Exercise requirements: Please copy the material below, changing "outline" to "contour" wherever it appears and leaving everything else unchanged.

(Entries taken from a collection)
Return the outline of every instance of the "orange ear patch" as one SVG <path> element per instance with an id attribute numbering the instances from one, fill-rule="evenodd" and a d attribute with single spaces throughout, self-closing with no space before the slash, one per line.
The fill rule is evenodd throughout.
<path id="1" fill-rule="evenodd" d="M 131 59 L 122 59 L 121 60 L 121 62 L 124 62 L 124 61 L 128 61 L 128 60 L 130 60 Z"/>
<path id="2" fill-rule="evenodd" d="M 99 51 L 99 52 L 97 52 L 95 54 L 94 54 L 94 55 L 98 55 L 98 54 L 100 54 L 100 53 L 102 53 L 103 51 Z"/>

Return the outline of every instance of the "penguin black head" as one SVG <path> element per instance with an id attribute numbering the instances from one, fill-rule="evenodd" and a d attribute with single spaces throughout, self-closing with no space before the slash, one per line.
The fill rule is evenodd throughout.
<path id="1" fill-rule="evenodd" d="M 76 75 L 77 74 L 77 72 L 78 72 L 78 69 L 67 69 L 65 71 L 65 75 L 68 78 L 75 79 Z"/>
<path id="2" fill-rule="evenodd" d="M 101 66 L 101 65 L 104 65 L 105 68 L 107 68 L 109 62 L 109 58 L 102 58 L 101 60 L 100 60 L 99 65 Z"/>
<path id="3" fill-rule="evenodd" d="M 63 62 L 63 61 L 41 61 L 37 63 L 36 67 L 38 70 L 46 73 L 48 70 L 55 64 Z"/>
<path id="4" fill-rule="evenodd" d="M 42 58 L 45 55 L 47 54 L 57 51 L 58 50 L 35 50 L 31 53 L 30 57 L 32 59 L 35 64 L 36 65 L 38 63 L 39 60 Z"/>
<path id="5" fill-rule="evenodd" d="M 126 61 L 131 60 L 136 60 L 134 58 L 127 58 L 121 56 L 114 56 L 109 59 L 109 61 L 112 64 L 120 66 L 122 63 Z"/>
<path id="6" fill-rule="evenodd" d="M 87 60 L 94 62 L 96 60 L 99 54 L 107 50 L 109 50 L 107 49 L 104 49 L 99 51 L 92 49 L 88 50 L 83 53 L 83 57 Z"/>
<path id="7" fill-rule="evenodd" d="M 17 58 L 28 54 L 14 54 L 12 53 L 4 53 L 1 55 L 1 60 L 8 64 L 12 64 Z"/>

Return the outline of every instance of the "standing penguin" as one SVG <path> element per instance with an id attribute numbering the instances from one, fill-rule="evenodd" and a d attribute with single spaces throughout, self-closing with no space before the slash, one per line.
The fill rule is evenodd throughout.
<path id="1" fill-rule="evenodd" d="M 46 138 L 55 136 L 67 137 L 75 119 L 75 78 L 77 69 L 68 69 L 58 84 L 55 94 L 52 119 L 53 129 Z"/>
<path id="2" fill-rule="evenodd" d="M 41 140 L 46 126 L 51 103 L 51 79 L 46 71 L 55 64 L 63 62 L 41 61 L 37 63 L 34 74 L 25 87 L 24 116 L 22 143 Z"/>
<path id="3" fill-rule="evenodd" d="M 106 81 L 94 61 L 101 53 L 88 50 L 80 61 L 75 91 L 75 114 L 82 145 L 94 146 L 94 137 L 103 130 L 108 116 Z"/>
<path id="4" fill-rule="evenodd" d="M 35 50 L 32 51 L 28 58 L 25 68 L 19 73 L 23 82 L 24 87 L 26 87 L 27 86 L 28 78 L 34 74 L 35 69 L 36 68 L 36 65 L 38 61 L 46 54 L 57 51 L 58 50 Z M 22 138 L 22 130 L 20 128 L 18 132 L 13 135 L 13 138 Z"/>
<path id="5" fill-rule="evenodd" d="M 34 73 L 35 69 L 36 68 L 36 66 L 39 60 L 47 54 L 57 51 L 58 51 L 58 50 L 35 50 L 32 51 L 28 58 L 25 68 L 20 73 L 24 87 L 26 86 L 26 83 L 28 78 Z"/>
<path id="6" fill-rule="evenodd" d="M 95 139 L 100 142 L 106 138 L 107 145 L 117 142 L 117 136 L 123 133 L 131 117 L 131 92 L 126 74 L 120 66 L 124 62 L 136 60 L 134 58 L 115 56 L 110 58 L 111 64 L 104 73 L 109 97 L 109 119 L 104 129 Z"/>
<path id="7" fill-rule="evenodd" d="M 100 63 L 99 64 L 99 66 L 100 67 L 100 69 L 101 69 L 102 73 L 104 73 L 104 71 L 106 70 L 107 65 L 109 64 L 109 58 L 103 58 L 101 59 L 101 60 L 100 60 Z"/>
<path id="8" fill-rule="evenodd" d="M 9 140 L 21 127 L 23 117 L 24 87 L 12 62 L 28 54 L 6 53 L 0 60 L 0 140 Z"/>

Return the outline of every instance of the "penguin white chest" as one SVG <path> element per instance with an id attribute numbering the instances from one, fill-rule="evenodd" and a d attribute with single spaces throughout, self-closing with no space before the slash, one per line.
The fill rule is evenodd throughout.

Result of the task:
Return the contour of every instance of the "orange ear patch" as one SVG <path> element per instance with an id attribute numbering the instances from one, fill-rule="evenodd" and a d attribute with single spaces throughout, self-closing with no space before the slash, one per line.
The fill rule is evenodd throughout.
<path id="1" fill-rule="evenodd" d="M 131 59 L 122 59 L 121 60 L 121 62 L 124 62 L 124 61 L 128 61 L 128 60 L 130 60 Z"/>
<path id="2" fill-rule="evenodd" d="M 99 51 L 99 52 L 97 52 L 95 54 L 94 54 L 94 55 L 98 55 L 98 54 L 100 54 L 100 53 L 102 53 L 103 51 Z"/>

Return the contour of every instance of the "penguin black head" as one SVG <path> element per instance with an id attribute numbering the instances from one, fill-rule="evenodd" and a d attribute with single spaces throughout, self-closing with no space before the slash, one per line.
The fill rule is evenodd throughout.
<path id="1" fill-rule="evenodd" d="M 76 75 L 77 74 L 77 72 L 78 72 L 78 69 L 67 69 L 65 71 L 65 75 L 68 78 L 75 79 Z"/>
<path id="2" fill-rule="evenodd" d="M 101 66 L 101 65 L 104 65 L 105 68 L 107 68 L 109 62 L 109 58 L 102 58 L 101 60 L 100 60 L 99 65 Z"/>
<path id="3" fill-rule="evenodd" d="M 63 62 L 63 61 L 41 61 L 37 63 L 36 67 L 38 70 L 46 73 L 48 70 L 55 64 Z"/>
<path id="4" fill-rule="evenodd" d="M 42 58 L 45 55 L 47 54 L 57 51 L 58 50 L 35 50 L 31 53 L 30 57 L 32 59 L 35 64 L 36 65 L 38 63 L 39 60 Z"/>
<path id="5" fill-rule="evenodd" d="M 126 61 L 131 60 L 136 60 L 134 58 L 127 58 L 121 56 L 114 56 L 109 59 L 109 61 L 112 64 L 120 66 L 122 63 Z"/>
<path id="6" fill-rule="evenodd" d="M 87 60 L 94 62 L 96 60 L 99 54 L 107 50 L 109 50 L 107 49 L 104 49 L 99 51 L 92 49 L 88 50 L 83 53 L 83 57 Z"/>
<path id="7" fill-rule="evenodd" d="M 17 58 L 28 54 L 14 54 L 12 53 L 4 53 L 1 55 L 1 60 L 8 64 L 12 64 Z"/>

Return the contour of every instance of the "standing penguin" as one SVG <path> element per instance with an id attribute numbering the instances from one, fill-rule="evenodd" and a d attribute with single spaces throughout, self-closing with no space before the slash, one per line.
The fill rule is evenodd throughout.
<path id="1" fill-rule="evenodd" d="M 46 138 L 55 136 L 67 137 L 75 119 L 75 78 L 77 69 L 68 69 L 58 84 L 55 94 L 52 119 L 53 129 Z"/>
<path id="2" fill-rule="evenodd" d="M 41 140 L 46 126 L 51 103 L 51 79 L 46 71 L 55 64 L 63 62 L 41 61 L 37 63 L 34 74 L 25 87 L 24 116 L 22 143 Z"/>
<path id="3" fill-rule="evenodd" d="M 106 81 L 94 61 L 101 53 L 88 50 L 80 61 L 75 91 L 75 114 L 82 145 L 94 146 L 94 137 L 103 130 L 108 116 Z"/>
<path id="4" fill-rule="evenodd" d="M 35 50 L 32 51 L 28 58 L 25 68 L 19 73 L 23 82 L 24 87 L 26 87 L 27 86 L 28 78 L 34 74 L 35 69 L 36 68 L 36 65 L 38 61 L 46 54 L 57 51 L 58 50 Z M 22 138 L 22 130 L 20 128 L 18 132 L 13 135 L 13 138 Z"/>
<path id="5" fill-rule="evenodd" d="M 34 73 L 35 69 L 36 68 L 36 66 L 39 60 L 47 54 L 57 51 L 58 51 L 58 50 L 35 50 L 32 51 L 28 58 L 25 68 L 20 73 L 24 87 L 26 86 L 26 83 L 28 78 Z"/>
<path id="6" fill-rule="evenodd" d="M 95 139 L 100 142 L 106 138 L 107 145 L 117 142 L 117 136 L 123 133 L 131 117 L 131 92 L 126 74 L 120 66 L 124 62 L 136 60 L 134 58 L 115 56 L 110 58 L 111 64 L 104 73 L 109 97 L 109 119 L 104 129 Z"/>
<path id="7" fill-rule="evenodd" d="M 100 63 L 99 64 L 99 66 L 100 67 L 100 69 L 101 69 L 102 73 L 104 73 L 104 71 L 106 70 L 107 65 L 109 64 L 109 58 L 103 58 L 101 59 L 101 60 L 100 60 Z"/>
<path id="8" fill-rule="evenodd" d="M 9 140 L 21 127 L 23 117 L 24 87 L 12 62 L 28 54 L 6 53 L 0 60 L 0 140 Z"/>

Return the contour of every instance of the "penguin white chest" as one SVG <path> element per instance with an id attribute numbering the instances from one, fill-rule="evenodd" and a d attribute with single spaces throughout, self-closing with no space before the slash, one per line.
The fill rule is evenodd throughout.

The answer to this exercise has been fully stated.